▸ What you need to do: Pictures are not part of the copy. Reproduce all the records exactly.

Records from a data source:
--
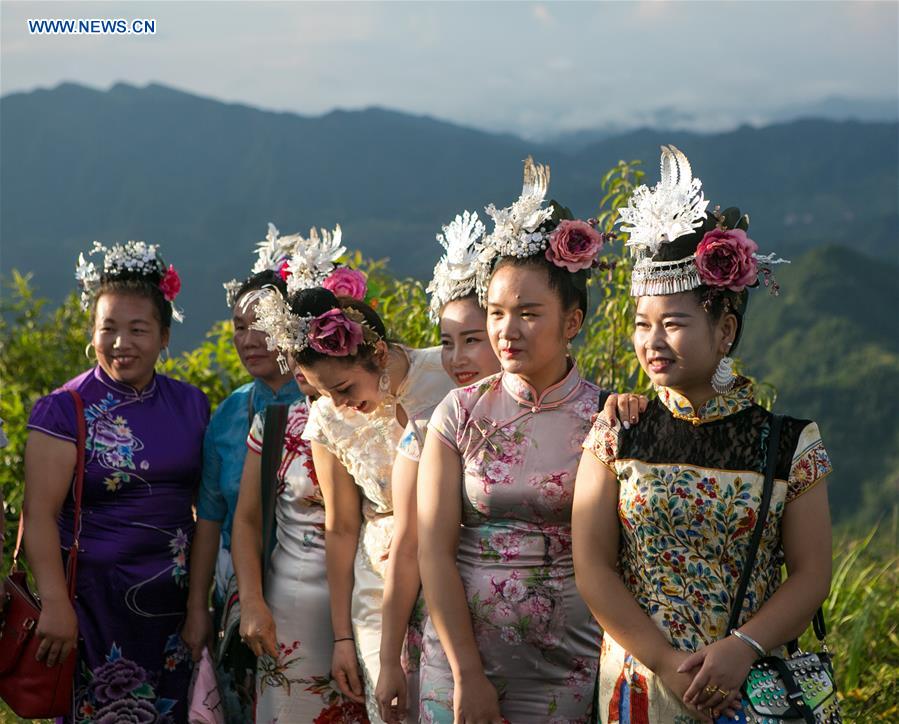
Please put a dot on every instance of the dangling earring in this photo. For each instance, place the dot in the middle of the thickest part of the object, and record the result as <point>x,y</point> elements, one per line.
<point>384,382</point>
<point>724,377</point>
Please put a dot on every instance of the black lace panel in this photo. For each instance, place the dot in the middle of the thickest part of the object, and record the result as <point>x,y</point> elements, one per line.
<point>736,442</point>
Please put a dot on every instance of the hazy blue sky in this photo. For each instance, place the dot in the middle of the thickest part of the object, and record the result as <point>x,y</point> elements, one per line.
<point>523,67</point>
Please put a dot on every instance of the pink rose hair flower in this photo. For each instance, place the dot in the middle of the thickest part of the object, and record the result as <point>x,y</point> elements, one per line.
<point>346,282</point>
<point>335,334</point>
<point>574,245</point>
<point>170,284</point>
<point>725,258</point>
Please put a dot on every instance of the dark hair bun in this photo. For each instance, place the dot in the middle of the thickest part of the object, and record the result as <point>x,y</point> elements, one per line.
<point>259,280</point>
<point>313,302</point>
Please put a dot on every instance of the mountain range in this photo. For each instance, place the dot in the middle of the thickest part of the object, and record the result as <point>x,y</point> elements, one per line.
<point>203,178</point>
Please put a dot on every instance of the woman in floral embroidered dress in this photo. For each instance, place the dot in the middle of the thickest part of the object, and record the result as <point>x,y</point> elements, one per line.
<point>664,511</point>
<point>508,636</point>
<point>143,453</point>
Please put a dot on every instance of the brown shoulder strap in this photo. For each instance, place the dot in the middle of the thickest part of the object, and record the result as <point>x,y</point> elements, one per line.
<point>78,491</point>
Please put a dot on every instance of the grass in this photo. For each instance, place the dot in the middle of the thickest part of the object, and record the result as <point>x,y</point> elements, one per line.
<point>862,615</point>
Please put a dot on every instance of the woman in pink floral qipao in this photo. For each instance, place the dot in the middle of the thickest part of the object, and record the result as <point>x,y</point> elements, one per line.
<point>509,638</point>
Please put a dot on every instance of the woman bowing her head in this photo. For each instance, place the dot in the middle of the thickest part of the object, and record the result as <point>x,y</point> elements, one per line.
<point>365,430</point>
<point>508,636</point>
<point>143,459</point>
<point>664,511</point>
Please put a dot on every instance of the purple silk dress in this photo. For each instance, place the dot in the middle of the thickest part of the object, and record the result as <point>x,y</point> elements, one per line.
<point>143,464</point>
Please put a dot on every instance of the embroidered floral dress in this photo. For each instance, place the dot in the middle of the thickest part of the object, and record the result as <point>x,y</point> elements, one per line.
<point>690,485</point>
<point>537,640</point>
<point>224,450</point>
<point>143,457</point>
<point>366,445</point>
<point>296,688</point>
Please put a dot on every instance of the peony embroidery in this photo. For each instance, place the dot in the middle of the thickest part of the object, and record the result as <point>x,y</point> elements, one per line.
<point>574,245</point>
<point>346,282</point>
<point>335,334</point>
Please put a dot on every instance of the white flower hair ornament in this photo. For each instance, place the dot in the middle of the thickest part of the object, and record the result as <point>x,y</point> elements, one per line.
<point>528,228</point>
<point>272,254</point>
<point>678,246</point>
<point>129,260</point>
<point>304,263</point>
<point>455,275</point>
<point>339,332</point>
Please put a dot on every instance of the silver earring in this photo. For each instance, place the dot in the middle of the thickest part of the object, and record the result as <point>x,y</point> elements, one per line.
<point>724,377</point>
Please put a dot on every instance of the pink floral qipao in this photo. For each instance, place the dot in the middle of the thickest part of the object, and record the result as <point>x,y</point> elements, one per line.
<point>537,640</point>
<point>689,487</point>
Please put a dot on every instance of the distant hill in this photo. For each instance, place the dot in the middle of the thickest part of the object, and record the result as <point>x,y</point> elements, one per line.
<point>203,177</point>
<point>830,344</point>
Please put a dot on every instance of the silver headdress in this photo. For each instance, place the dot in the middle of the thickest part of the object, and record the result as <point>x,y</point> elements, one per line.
<point>516,230</point>
<point>272,254</point>
<point>455,273</point>
<point>308,263</point>
<point>711,249</point>
<point>128,260</point>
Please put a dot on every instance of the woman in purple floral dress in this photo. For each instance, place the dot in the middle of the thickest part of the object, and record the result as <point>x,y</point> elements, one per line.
<point>509,638</point>
<point>143,453</point>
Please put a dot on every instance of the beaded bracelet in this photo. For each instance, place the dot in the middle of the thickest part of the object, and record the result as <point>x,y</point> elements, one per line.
<point>749,641</point>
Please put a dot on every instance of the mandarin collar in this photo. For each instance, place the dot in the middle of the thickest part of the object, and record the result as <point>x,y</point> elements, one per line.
<point>123,389</point>
<point>720,406</point>
<point>288,392</point>
<point>526,396</point>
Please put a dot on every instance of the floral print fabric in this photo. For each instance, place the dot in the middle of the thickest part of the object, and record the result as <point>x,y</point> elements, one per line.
<point>537,640</point>
<point>690,485</point>
<point>366,446</point>
<point>296,686</point>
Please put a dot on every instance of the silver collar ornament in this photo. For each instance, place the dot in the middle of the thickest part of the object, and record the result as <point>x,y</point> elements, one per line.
<point>455,275</point>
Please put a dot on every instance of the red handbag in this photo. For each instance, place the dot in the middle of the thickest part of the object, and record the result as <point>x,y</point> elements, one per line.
<point>30,687</point>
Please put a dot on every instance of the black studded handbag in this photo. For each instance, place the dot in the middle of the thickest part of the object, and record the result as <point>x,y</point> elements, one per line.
<point>799,687</point>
--
▸ Task output:
Please put a dot on every instance of the dangling earring in this photo. For each instance, place the dot in the middle of the thickest part of the object, and record the result as <point>x,y</point> elements, one per line.
<point>384,382</point>
<point>724,377</point>
Please put a dot on every instance of the black lace panel in this photo. For each instance, place the dot in the middle of the thickest part of the object, and record the result as <point>x,y</point> elements, one per line.
<point>736,442</point>
Please put a dot on every instance of the hazy blue sky in this photo. For each instance, place the dot in the middle of the thickest part of the object, and record the result as <point>x,y</point> elements, one per line.
<point>523,67</point>
Please put a dot on every instance of the pink rose hair flower in this photo. For each instance, place the dot in the middle of the thickest part of the object, and record the result as <point>x,y</point> elements, one per line.
<point>346,282</point>
<point>335,334</point>
<point>574,245</point>
<point>170,284</point>
<point>725,258</point>
Please put a dot on every instance of the dark hair bun in this photo. For each instance, place the dot in the middle of the thickest part of the object, and record the result as <point>x,y</point> elements, one per line.
<point>259,280</point>
<point>313,302</point>
Please put a dot on every instance of the mountain range in this photo. For each instance, place the dot in the middle of the thickest part of the object, and record the result as <point>x,y</point> elements, one per line.
<point>203,178</point>
Please put a dot on every instance of the woman in floral embroidered dress in this photo. For each instance, place the dot in the middle of the thickest part of the object, and record the result as <point>x,y</point> elements, one per line.
<point>664,511</point>
<point>508,636</point>
<point>143,453</point>
Please put a dot on every instance of the brown shoulder strap in this photo. For each instance, place the dot in the middle of the thickest part of the object, and record the result as <point>x,y</point> elements, one per line.
<point>78,491</point>
Please put a dot on every instance of the grass in this photo. For each instance, place the dot in the middle of the thickest part of the object, and record the result as <point>x,y</point> elements, one per line.
<point>862,615</point>
Please put a dot on every instance of the woman in pink floral qipao in this photo. For each instance, place the dot in the middle of the thickest part of the object, and record the result as <point>x,y</point> elements, one per line.
<point>509,638</point>
Please put a dot on every instance of the woman bowing her head in this photo. For each instance, place the dot in the middle of the thickest part of the object, and record the result as <point>x,y</point> elements, one per line.
<point>365,430</point>
<point>508,636</point>
<point>143,459</point>
<point>664,511</point>
Please put a dot on every instance of the purple silk dress in this photo. For each instance, place the dot in the middle of the thickest part of the object, and record the result as <point>x,y</point> elements, one per line.
<point>143,464</point>
Please put a dot on every instance of the embroidered floral dress in this photo. For each instance, place the dot in the middle of the thickest part of the object, and record the result as <point>x,y</point> elements, one per line.
<point>690,485</point>
<point>537,640</point>
<point>224,450</point>
<point>143,457</point>
<point>366,445</point>
<point>296,688</point>
Please put a dot on every instance of the peony embroidery in this photo. For each instance, place the dot in the middle of the thickest part of the object, and record the result as <point>x,y</point> elements, one per line.
<point>574,245</point>
<point>346,282</point>
<point>335,334</point>
Please put a dot on every instance of the white flower hair ornament in this photo. For each instance, place the dot in the middle of the thickest part of the object, and record the result as <point>x,y</point> elements, one per line.
<point>528,228</point>
<point>272,254</point>
<point>678,246</point>
<point>129,260</point>
<point>304,263</point>
<point>455,275</point>
<point>339,332</point>
Please put a dot on every instance of the silver earring in this photo. For each instance, place the dot in the middle of the thickest part of the object, and record the result as <point>x,y</point> elements, one per line.
<point>724,377</point>
Please put a dot on every instance of the pink floral qipao in this photo. For each instance, place the dot in the middle of the thickest part of the object, and record the result as <point>x,y</point> elements, one per line.
<point>537,640</point>
<point>689,487</point>
Please put a dot on every instance of the distant hill in this photo. For each instance, place the dot in the middle of the thickest part of the object, and record the result as <point>x,y</point> elements, one per line.
<point>203,177</point>
<point>830,344</point>
Please put a dot on every instance of the silver headdress in this photo. For each instance, place the dot in the middle of the thickest part of the object, and record the result as <point>x,y</point> elements, one per line.
<point>516,230</point>
<point>272,254</point>
<point>455,273</point>
<point>308,263</point>
<point>711,249</point>
<point>128,260</point>
Please put a dot on every instance of the woman in purple floral dress in this photo. For each instance, place the dot in the middle of the thickest part of the object, and record the result as <point>x,y</point> elements, one per line.
<point>509,638</point>
<point>143,453</point>
Please put a dot on every instance of the beaded bracelet in this photo. For each instance, place the dot in the middle of the thickest part of the object, and record the result as <point>x,y</point> elements, one per line.
<point>749,641</point>
Please put a dot on every instance of the mandarin collar in this photo. For each instance, place the dot in the middle of the thickest part of the object, and record the result as <point>x,y</point> elements, one per line.
<point>123,389</point>
<point>720,406</point>
<point>288,392</point>
<point>526,396</point>
Please put a dot on every instance of the floral print fabric in this photo. For each instance, place the dot in the middle of the thickest part of the object, and record the result as <point>x,y</point> elements, one per line.
<point>537,640</point>
<point>690,485</point>
<point>366,446</point>
<point>296,686</point>
Please put a dot on every instance of the silver collar ornament in this photo. For each instance, place the dot in the middle of the thickest part of the object, and record the result as <point>x,y</point> elements, one per line.
<point>455,275</point>
Please put a dot on every instance of the red handbag in this photo. For each instance, place the dot in the middle of the thickest part of the object, and record the result as <point>x,y</point> elements, one per line.
<point>30,687</point>
Please put a dot on every instance of the black studded handbag in this photo. For each instance, place the dot in the middle of the thickest part of the object, and record the result as <point>x,y</point> elements, one per line.
<point>799,687</point>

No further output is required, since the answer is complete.